Raw records:
________________________________________
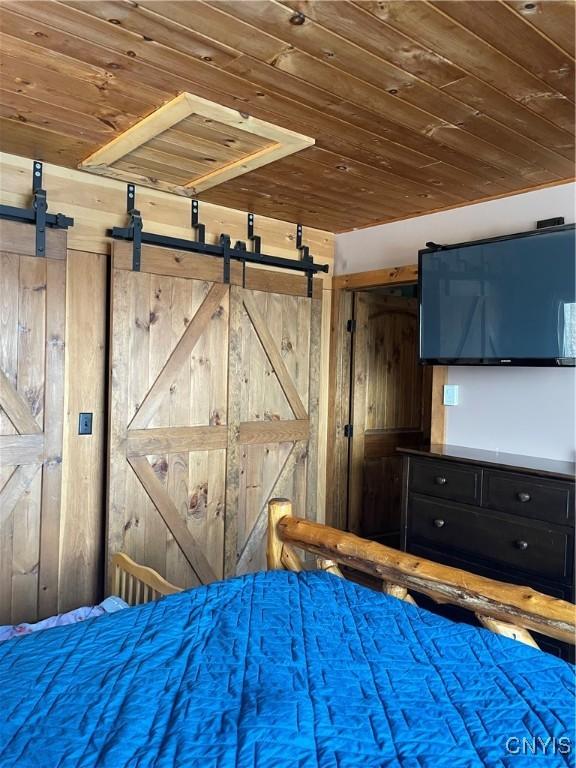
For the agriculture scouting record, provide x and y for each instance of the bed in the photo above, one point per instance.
(294, 668)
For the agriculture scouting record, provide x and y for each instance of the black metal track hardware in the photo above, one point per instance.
(256, 240)
(135, 233)
(38, 213)
(135, 227)
(198, 228)
(305, 257)
(557, 221)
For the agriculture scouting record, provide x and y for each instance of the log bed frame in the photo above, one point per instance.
(505, 609)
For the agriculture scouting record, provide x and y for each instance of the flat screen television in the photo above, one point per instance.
(502, 301)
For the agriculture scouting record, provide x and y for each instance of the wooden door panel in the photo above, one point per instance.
(390, 398)
(168, 422)
(279, 392)
(214, 409)
(32, 348)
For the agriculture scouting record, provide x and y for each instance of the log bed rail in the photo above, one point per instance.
(505, 609)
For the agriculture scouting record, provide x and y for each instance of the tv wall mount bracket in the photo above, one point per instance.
(224, 249)
(37, 214)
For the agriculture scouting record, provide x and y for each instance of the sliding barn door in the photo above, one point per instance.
(211, 411)
(32, 342)
(274, 375)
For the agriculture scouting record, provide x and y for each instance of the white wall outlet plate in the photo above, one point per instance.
(451, 394)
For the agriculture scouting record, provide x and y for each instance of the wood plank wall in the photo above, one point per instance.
(97, 204)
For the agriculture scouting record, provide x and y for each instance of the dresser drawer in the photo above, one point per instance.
(532, 497)
(527, 545)
(457, 482)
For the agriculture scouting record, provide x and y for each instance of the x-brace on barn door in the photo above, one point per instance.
(214, 401)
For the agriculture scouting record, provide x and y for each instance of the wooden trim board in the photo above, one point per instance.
(280, 142)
________________________________________
**Requirement**
Write out every line above exactly as it is, leaving out the pictures.

**Answer below**
For the agriculture scouting record, provide x and y for each instance of the bed in the photo above, one point per instance.
(294, 668)
For the agriculture scouting record, provide x and y for each instance of the black metal track hardware in the photo above, one point per instance.
(256, 240)
(135, 233)
(38, 213)
(135, 227)
(198, 228)
(305, 257)
(557, 221)
For the agriculture scouting record, provide x and y for each instance of the log bed frame in the photo above, one point per instance.
(505, 609)
For the agriculture scouting record, provide x and y for each instance of the flat screen television in the photo above, one point per instance.
(502, 301)
For the agriculture scouting record, provide x and y for each instance of the wooden door panel in the photo above, one point per instance.
(390, 398)
(168, 422)
(279, 392)
(214, 409)
(32, 348)
For the agriculture scouting record, provide x and y for each instance of the log bed rail in the photo above, one point per instance.
(505, 609)
For the agriculture scouting record, provide x and y for each instance of the tv wall mount bracket in the photo above, one point per instance.
(224, 249)
(37, 214)
For the agriculture scouting record, provide x and y for each instance of the sliding barn door in the photo above, one point per instance.
(211, 411)
(32, 342)
(274, 375)
For the agriculture scouting record, provide x and y for each instance of the white wall outlet plate in the photo above, one point per instance.
(451, 394)
For the agriculture scouting record, provide x and y for each instance of the wood plank wall in the photo above, one point per instance.
(97, 204)
For the agriculture scouting record, provide x and y for each instance of the dresser drawer in the photo above, one point per instance.
(532, 497)
(527, 545)
(457, 482)
For the agriculture scouting record, provide x and y for each instance of the x-brace on barn door in the photo above, one point per instance.
(214, 401)
For the agriculture scouting record, provide x and y for each instance of the wooden trim board in the photo above, one point per instance.
(280, 142)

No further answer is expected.